Excerpted records:
- - -

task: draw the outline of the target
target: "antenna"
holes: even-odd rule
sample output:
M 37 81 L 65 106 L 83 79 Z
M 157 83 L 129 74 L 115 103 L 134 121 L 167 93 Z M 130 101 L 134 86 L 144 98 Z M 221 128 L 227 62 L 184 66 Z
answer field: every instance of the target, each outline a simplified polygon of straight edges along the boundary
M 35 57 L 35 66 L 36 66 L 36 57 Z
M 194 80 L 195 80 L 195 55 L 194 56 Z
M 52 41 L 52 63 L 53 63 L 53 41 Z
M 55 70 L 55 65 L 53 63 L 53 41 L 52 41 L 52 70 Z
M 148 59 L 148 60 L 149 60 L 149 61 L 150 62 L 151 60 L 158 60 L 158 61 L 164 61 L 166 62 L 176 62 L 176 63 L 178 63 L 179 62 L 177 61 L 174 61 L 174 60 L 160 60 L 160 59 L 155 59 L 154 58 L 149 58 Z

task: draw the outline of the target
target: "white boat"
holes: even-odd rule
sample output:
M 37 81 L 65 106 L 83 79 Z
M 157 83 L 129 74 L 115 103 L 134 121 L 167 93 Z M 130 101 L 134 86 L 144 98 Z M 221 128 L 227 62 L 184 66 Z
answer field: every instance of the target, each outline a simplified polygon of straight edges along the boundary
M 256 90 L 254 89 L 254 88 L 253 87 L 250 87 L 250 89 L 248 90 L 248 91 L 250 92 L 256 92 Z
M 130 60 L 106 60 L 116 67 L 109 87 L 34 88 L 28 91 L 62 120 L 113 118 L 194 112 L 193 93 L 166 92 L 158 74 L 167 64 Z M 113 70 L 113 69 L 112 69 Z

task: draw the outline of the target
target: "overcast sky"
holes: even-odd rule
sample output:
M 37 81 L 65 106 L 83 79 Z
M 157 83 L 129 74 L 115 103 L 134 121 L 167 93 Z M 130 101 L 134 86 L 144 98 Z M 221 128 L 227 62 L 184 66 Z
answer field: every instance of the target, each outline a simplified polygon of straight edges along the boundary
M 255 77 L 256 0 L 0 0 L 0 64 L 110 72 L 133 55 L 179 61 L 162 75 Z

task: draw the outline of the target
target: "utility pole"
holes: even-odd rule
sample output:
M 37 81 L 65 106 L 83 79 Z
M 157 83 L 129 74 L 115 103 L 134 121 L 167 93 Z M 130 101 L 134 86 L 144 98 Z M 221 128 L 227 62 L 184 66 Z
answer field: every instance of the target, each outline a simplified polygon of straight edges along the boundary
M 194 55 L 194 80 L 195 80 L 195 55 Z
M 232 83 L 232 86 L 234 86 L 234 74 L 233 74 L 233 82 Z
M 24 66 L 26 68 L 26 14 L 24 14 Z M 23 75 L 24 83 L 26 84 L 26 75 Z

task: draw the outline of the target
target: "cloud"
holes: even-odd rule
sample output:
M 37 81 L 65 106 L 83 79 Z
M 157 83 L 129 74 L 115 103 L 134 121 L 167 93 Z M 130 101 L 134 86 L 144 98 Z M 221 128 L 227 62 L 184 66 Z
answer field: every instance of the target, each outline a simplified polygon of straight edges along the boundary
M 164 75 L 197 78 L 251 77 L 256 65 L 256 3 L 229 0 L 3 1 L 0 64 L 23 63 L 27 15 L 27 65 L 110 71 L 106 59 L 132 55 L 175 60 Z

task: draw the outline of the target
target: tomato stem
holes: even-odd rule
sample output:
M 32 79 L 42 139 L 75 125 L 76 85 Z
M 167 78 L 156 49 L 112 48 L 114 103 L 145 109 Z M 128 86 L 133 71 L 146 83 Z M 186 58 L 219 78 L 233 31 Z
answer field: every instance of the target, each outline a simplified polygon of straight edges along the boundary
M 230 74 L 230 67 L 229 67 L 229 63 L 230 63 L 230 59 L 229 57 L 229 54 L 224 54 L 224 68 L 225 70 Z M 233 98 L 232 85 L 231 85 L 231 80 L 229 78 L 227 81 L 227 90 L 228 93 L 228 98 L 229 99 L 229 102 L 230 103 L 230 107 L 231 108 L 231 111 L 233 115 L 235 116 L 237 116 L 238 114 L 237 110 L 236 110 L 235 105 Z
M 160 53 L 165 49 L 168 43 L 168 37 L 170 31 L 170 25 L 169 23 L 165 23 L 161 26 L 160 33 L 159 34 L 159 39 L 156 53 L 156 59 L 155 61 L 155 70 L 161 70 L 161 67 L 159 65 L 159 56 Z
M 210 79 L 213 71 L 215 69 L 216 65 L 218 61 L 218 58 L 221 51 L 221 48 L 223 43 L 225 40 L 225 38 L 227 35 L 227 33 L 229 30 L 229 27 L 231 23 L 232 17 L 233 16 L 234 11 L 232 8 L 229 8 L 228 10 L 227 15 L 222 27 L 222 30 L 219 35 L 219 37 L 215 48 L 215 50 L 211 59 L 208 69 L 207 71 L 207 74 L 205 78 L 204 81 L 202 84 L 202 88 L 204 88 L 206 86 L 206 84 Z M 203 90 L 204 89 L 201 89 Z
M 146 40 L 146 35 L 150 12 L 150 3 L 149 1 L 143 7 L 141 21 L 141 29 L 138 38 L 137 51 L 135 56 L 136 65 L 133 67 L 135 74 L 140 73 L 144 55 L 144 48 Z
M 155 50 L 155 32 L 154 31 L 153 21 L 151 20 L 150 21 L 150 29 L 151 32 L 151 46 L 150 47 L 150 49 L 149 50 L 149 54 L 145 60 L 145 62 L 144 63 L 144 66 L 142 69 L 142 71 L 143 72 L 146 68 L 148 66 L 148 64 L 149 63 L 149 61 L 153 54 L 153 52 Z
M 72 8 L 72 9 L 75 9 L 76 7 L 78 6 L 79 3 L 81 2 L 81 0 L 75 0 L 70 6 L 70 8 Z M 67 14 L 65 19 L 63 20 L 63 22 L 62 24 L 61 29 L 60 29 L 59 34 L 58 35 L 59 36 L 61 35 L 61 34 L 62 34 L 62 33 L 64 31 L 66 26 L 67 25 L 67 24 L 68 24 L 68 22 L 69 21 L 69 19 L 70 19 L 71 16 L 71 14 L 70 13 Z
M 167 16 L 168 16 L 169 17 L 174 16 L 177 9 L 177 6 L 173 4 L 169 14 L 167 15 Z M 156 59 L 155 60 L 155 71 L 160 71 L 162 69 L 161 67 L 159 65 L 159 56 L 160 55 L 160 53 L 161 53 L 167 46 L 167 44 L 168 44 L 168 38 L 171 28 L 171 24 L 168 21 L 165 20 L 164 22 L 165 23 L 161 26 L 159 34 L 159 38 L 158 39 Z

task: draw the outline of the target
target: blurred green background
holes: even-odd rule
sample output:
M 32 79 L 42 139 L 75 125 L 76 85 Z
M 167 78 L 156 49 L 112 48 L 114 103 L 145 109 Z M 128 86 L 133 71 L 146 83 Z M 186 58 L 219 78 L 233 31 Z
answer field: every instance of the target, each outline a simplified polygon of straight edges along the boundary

- - -

Instructions for the task: Update the records above by replacing every occurrence of "answer field" with "response field", leaving everything else unchanged.

Task solution:
task: draw the outline of the target
target: "antenna"
holes: even-odd rule
sample output:
M 37 81 L 65 106 L 83 79 Z
M 157 83 L 129 74 L 115 103 L 134 121 L 167 93 Z M 130 101 L 134 86 L 144 98 Z M 221 128 L 227 62 L 184 66 Z
response field: every instance of the target, each outline a simplified polygon of straight edges along the boundary
M 35 57 L 35 66 L 36 66 L 36 57 Z
M 194 80 L 195 80 L 195 55 L 194 56 Z
M 52 41 L 52 63 L 53 63 L 53 41 Z
M 55 70 L 55 65 L 53 63 L 53 41 L 52 41 L 52 70 Z
M 148 59 L 148 60 L 149 60 L 149 61 L 150 62 L 151 60 L 158 60 L 158 61 L 164 61 L 166 62 L 176 62 L 176 63 L 178 63 L 179 62 L 177 61 L 174 61 L 174 60 L 160 60 L 160 59 L 155 59 L 154 58 L 149 58 Z

task: draw the outline of the target
target: "white boat"
holes: even-odd rule
sample output:
M 37 81 L 65 106 L 83 79 Z
M 157 83 L 129 74 L 115 103 L 134 121 L 167 93 Z M 130 101 L 134 86 L 144 98 Z M 221 128 L 227 62 L 184 66 Z
response field: every instance of the target, each outline a simplified polygon of straight edges along the boundary
M 256 90 L 254 89 L 254 88 L 253 87 L 250 87 L 250 89 L 248 90 L 248 91 L 250 92 L 256 92 Z
M 130 60 L 106 60 L 116 67 L 109 87 L 34 88 L 28 91 L 62 120 L 113 118 L 194 112 L 193 93 L 166 92 L 158 74 L 167 64 Z M 113 70 L 113 69 L 112 69 Z

task: draw the outline of the target
target: "overcast sky"
holes: even-odd rule
sample output:
M 37 81 L 65 106 L 83 79 Z
M 157 83 L 129 74 L 115 103 L 134 121 L 167 93 Z M 130 101 L 134 86 L 144 98 Z M 221 128 L 227 62 L 184 66 Z
response field: every instance of the target, each outline a simplified polygon of straight edges along the boundary
M 255 77 L 256 0 L 0 0 L 0 64 L 110 72 L 133 55 L 179 61 L 162 75 Z

task: draw the outline of the target
target: "utility pole"
holes: even-odd rule
sample output:
M 37 81 L 65 106 L 83 79 Z
M 157 83 L 129 74 L 115 103 L 134 121 L 167 93 Z M 130 101 L 134 86 L 144 98 Z M 221 128 L 227 62 L 184 66 Z
response field: every instance of the target, each outline a simplified polygon of straight edges along the boundary
M 194 55 L 194 80 L 195 80 L 195 55 Z
M 232 83 L 232 86 L 234 86 L 234 74 L 233 74 L 233 82 Z
M 24 66 L 26 68 L 26 14 L 24 14 Z M 23 75 L 24 83 L 26 84 L 26 75 Z

task: draw the outline of the target
target: "cloud"
holes: even-odd rule
sample output:
M 37 81 L 65 106 L 83 79 Z
M 157 83 L 129 74 L 115 103 L 134 121 L 167 93 Z M 130 101 L 134 86 L 144 98 Z M 221 128 L 227 62 L 184 66 Z
response field: every instance of the target, each outline a simplified polygon of straight edges along the boundary
M 164 75 L 197 78 L 251 77 L 256 65 L 256 3 L 229 0 L 3 1 L 0 64 L 23 63 L 27 15 L 27 65 L 110 71 L 106 59 L 132 55 L 175 60 Z

task: draw the outline of the target
target: tomato stem
holes: even-odd rule
sample output:
M 32 79 L 42 139 L 75 125 L 76 85 Z
M 167 78 L 156 49 L 112 48 L 114 103 L 145 109 Z M 128 86 L 133 71 L 146 83 Z M 186 58 L 219 78 L 233 31 Z
response field: every instance of the target, each outline a simplified polygon of straight edges along the boundary
M 230 74 L 230 67 L 229 67 L 229 63 L 230 63 L 230 59 L 229 57 L 229 54 L 224 54 L 224 68 L 225 70 Z M 233 98 L 232 85 L 231 85 L 231 80 L 229 78 L 227 81 L 227 90 L 228 93 L 228 98 L 229 99 L 229 102 L 230 103 L 230 107 L 231 108 L 231 111 L 233 115 L 235 116 L 237 116 L 238 114 L 237 110 L 236 110 L 235 105 Z
M 160 53 L 165 49 L 168 43 L 168 37 L 170 31 L 170 25 L 169 23 L 165 23 L 161 26 L 160 33 L 159 34 L 159 39 L 156 53 L 156 59 L 155 61 L 155 70 L 161 70 L 161 67 L 159 65 L 159 56 Z
M 210 79 L 213 71 L 215 69 L 216 65 L 218 61 L 218 58 L 221 51 L 221 48 L 223 43 L 225 40 L 225 38 L 227 35 L 227 33 L 229 30 L 229 27 L 231 23 L 232 17 L 233 16 L 234 11 L 232 8 L 229 8 L 228 10 L 227 15 L 222 27 L 222 30 L 219 35 L 219 37 L 215 48 L 215 50 L 211 59 L 208 69 L 207 71 L 207 74 L 205 78 L 204 81 L 202 84 L 202 88 L 204 88 L 206 86 L 206 84 Z M 203 90 L 204 89 L 201 89 Z
M 146 40 L 146 35 L 150 12 L 150 3 L 149 1 L 143 7 L 141 21 L 141 29 L 138 38 L 137 51 L 135 56 L 136 65 L 133 67 L 135 74 L 140 73 L 144 55 L 144 48 Z
M 155 50 L 155 32 L 154 31 L 153 21 L 151 20 L 150 21 L 150 29 L 151 32 L 151 46 L 150 47 L 150 49 L 149 50 L 149 54 L 145 60 L 145 62 L 144 63 L 144 66 L 142 69 L 142 71 L 143 72 L 146 68 L 148 66 L 148 64 L 149 63 L 149 61 L 153 54 L 153 52 Z
M 72 8 L 72 9 L 75 9 L 76 7 L 78 6 L 79 3 L 81 2 L 81 0 L 75 0 L 70 6 L 70 8 Z M 67 14 L 65 19 L 63 20 L 63 22 L 62 24 L 61 29 L 60 29 L 59 34 L 58 35 L 59 36 L 61 35 L 61 34 L 62 34 L 62 33 L 64 31 L 66 26 L 67 25 L 67 24 L 68 24 L 68 22 L 69 21 L 69 19 L 70 19 L 71 16 L 71 14 L 70 13 Z
M 167 16 L 168 16 L 169 17 L 174 16 L 177 9 L 177 6 L 173 4 L 169 14 L 167 15 Z M 156 59 L 155 60 L 155 71 L 160 71 L 162 69 L 161 67 L 159 65 L 159 56 L 160 55 L 160 53 L 161 53 L 167 46 L 167 44 L 168 44 L 168 38 L 171 28 L 171 24 L 168 21 L 165 20 L 164 22 L 165 23 L 161 26 L 159 34 L 159 38 L 158 39 Z

task: draw the outline of the target
target: blurred green background
holes: even-odd rule
sample output:
M 32 79 L 42 139 L 75 125 L 76 85 Z
M 167 78 L 156 49 L 112 48 L 114 103 L 145 109 Z M 128 86 L 133 71 L 146 83 Z M 186 58 L 219 78 L 233 31 Z
response field: every instance of the target, each outline a simplified polygon of straight edges along the boundary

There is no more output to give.